Set down exactly the lines from the one containing "of the index" through the end of the records below, both included, and nothing else.

>> BEGIN

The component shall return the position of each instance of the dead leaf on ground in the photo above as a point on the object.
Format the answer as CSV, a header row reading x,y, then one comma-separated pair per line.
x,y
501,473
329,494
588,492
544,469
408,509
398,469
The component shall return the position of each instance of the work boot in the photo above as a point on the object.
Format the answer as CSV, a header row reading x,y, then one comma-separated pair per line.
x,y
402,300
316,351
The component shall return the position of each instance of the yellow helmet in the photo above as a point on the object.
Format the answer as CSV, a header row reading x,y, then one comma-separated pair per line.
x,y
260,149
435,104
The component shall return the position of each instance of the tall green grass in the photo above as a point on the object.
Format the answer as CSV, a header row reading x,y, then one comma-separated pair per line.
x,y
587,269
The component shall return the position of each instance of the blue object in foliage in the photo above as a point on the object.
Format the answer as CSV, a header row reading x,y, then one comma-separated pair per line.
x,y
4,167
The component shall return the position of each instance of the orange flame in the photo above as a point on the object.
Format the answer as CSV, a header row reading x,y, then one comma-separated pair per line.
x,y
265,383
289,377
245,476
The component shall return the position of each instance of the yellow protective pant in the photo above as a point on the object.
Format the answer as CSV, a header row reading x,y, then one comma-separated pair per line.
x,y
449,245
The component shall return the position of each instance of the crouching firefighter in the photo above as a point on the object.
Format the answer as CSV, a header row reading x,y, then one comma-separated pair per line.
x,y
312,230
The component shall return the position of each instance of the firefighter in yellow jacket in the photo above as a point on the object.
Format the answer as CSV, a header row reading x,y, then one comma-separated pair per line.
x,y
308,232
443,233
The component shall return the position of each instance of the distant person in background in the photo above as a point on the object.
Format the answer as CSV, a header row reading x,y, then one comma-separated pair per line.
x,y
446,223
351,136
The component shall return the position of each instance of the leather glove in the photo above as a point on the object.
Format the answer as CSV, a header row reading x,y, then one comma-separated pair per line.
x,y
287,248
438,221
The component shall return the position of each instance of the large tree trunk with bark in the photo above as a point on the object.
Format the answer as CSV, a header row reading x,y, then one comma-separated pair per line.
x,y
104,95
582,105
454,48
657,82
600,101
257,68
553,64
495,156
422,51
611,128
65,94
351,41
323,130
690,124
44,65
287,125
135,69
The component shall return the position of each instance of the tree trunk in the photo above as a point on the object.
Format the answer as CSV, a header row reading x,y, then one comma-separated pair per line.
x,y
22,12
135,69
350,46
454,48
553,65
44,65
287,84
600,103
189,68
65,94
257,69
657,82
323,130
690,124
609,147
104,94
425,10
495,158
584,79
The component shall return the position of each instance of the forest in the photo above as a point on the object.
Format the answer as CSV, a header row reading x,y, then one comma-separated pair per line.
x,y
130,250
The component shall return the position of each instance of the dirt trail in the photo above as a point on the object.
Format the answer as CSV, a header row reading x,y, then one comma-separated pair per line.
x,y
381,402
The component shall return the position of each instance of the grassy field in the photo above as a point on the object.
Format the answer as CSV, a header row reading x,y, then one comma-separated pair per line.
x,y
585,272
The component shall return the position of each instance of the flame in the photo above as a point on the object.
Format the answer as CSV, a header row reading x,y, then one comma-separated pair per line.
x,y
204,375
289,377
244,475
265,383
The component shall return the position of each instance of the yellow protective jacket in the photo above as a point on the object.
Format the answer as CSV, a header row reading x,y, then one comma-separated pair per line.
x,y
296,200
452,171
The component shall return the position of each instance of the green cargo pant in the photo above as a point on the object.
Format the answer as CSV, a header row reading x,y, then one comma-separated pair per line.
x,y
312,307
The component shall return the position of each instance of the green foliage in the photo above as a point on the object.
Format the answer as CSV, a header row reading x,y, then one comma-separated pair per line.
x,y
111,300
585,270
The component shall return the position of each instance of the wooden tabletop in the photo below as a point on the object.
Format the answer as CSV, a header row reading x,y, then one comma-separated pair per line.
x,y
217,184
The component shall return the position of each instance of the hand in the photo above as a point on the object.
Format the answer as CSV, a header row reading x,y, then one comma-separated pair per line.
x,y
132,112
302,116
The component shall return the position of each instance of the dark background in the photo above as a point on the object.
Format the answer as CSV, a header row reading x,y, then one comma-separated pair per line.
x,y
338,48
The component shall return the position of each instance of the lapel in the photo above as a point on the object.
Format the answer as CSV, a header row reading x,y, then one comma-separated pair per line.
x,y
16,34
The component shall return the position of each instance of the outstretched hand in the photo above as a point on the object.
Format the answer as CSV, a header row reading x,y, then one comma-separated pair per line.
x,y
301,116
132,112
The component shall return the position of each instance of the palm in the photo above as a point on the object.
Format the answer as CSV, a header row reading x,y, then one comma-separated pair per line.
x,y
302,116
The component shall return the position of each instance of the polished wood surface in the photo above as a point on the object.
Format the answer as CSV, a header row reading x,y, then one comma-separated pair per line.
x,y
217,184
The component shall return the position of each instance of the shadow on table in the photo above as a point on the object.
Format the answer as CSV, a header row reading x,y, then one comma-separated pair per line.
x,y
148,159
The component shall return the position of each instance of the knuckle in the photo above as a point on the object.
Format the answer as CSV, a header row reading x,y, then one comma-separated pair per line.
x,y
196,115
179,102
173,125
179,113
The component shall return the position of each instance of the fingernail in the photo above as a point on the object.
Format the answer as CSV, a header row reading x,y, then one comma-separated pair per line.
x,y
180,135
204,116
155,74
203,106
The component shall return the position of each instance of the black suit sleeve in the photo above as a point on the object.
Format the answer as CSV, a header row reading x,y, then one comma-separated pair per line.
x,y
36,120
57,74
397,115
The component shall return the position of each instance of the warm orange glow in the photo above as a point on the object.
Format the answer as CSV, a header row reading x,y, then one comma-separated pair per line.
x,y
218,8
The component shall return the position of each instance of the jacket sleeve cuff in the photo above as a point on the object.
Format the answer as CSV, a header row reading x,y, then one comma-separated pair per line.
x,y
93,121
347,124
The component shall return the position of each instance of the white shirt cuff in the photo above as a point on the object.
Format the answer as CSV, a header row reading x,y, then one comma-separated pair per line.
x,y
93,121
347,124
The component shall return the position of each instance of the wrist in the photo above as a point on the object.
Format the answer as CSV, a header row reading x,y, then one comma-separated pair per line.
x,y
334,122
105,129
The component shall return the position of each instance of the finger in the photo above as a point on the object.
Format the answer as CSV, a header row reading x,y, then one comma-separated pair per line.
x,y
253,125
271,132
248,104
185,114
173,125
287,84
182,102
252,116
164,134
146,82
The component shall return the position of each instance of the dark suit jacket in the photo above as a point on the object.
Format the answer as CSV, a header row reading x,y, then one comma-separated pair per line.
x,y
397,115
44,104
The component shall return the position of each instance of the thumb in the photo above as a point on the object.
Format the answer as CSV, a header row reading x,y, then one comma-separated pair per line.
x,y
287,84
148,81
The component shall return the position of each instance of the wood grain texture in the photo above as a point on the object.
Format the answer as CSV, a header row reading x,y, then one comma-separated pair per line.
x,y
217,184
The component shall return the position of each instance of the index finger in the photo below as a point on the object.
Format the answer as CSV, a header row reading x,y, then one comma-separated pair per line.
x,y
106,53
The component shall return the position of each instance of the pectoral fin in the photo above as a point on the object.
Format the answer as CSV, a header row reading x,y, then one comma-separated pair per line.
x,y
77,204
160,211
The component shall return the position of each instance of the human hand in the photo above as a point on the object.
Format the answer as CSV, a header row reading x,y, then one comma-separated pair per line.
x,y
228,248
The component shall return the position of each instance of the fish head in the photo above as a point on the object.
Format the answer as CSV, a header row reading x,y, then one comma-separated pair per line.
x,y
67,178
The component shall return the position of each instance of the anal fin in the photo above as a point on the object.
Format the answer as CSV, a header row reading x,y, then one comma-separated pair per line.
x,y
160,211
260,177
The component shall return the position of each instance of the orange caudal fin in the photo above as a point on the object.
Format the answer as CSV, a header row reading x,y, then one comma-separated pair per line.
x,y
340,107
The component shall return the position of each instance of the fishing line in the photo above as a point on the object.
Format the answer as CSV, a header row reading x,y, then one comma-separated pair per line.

>> END

Task output:
The component shall return the position of each instance of the index finger in the photo below as a point on the object.
Format the answer as CSV, a header row reading x,y, then one comma-separated pair per line.
x,y
106,53
The component shall return the position of each instance of the pectoral fin in the photo above as a point on the object.
Format the answer as CSV, a header row reading x,y, then one comma-separated pair per line.
x,y
77,204
160,211
The component shall return the position of each instance of the human hand in the photo above as a point on the object.
Format the answer as CSV, a header row reading x,y, then one comma-separated pair per line.
x,y
228,248
The component shall return the position of each instance of the fish head in the photo above as a point on the object.
Format the answer as CSV, a header row reading x,y, then one comma-separated pair per line.
x,y
67,178
The component shall return the position of each instance of the anal fin in the photo above as a point on the object.
Format the answer as CSV, a header row reading x,y, then one comma-separated pair per line.
x,y
160,211
260,177
The component shall return the position of each instance of the orange caudal fin in the photo above as a point on the object.
Format the answer as CSV, a header row reading x,y, then one comma-separated pair per line.
x,y
340,107
The component shall return the position of each instance of the fishing line in the photo above as a point on the object.
Format the answer as CSV, a header row reading x,y, then one comma-separated pair per line.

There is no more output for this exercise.